* BEGIN Available data *
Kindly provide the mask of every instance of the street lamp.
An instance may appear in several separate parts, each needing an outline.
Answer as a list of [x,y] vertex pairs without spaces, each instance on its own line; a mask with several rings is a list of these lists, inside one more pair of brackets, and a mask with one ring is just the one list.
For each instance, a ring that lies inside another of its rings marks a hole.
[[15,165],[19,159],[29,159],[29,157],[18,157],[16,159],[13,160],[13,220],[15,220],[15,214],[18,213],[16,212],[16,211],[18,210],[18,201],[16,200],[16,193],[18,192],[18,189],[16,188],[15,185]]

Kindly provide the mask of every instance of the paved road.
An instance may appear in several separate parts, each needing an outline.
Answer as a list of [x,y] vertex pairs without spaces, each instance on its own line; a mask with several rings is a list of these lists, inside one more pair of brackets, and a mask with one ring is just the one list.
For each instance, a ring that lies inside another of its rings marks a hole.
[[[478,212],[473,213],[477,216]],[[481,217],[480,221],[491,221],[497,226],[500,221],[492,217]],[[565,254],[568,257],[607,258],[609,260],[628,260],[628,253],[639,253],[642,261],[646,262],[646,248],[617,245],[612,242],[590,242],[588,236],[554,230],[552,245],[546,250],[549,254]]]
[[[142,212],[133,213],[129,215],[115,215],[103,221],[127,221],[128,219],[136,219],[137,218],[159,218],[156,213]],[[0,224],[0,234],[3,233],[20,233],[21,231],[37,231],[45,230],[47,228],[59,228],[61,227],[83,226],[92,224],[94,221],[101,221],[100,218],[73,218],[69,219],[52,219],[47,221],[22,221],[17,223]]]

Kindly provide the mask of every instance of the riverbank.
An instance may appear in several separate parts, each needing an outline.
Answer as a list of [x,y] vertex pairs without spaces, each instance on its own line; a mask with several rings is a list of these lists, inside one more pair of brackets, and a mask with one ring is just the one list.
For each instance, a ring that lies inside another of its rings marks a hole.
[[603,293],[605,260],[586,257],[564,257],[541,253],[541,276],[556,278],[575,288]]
* END Available data *
:: What is required ::
Please put every line of the records above into a Markdown table with the columns "Number" and "Text", numbering the rows in order and leaving out blank lines.

:: Exercise answer ::
| Number | Text |
|---|---|
| 1 | Kindly provide the mask of every instance of the street lamp. |
| 2 | An instance may appear in several separate parts, each needing an outline. |
| 3 | Answer as a list of [x,y] vertex pairs without spaces, each instance on its own line; a mask with several rings is a list of these lists, inside one more pair of brackets, and a mask with one ring is just the one list. |
| 4 | For each instance, a ring that lies inside another of its rings marks a hole. |
| 5 | [[15,165],[19,159],[29,159],[29,157],[18,157],[16,159],[13,160],[13,220],[15,220],[15,214],[18,213],[16,212],[16,211],[18,210],[18,201],[16,200],[16,193],[18,192],[18,189],[16,188],[15,185]] |
| 6 | Kindly provide the mask of every instance of the paved road. |
| 7 | An instance may appear in several separate parts, each needing an outline. |
| 8 | Answer as a list of [x,y] vertex pairs without spaces, each instance on its own line; a mask with several rings is a list of these lists, inside one more pair of brackets, and a mask with one ring is just the one list. |
| 9 | For each instance, a ring that lies inside another of its rings marks a hole. |
| 10 | [[[478,212],[473,213],[477,216]],[[481,217],[480,221],[491,221],[497,226],[500,221],[492,217]],[[565,254],[568,257],[607,258],[609,260],[628,260],[628,253],[639,253],[642,261],[646,262],[646,248],[617,245],[612,242],[590,242],[588,236],[554,230],[552,245],[546,250],[549,254]]] |
| 11 | [[[142,212],[133,213],[129,215],[115,215],[103,221],[127,221],[128,219],[136,219],[137,218],[159,218],[156,213]],[[0,224],[0,234],[3,233],[20,233],[21,231],[37,231],[45,230],[47,228],[59,228],[61,227],[83,226],[92,224],[94,221],[101,221],[100,218],[73,218],[69,219],[52,219],[47,221],[22,221],[17,223]]] |
| 12 | Kindly provide the mask of every instance of the riverbank. |
| 13 | An instance may appear in several separate parts, each needing an outline. |
| 14 | Answer as a list of [x,y] vertex pairs without spaces, each instance on its own line; a mask with several rings is a list of these lists, inside one more pair of brackets, and a mask with one ring is just the one list. |
| 15 | For each instance, a ring that lies inside another of its rings marks a hole. |
| 16 | [[603,293],[605,260],[586,257],[564,257],[541,253],[541,276],[556,278],[575,288]] |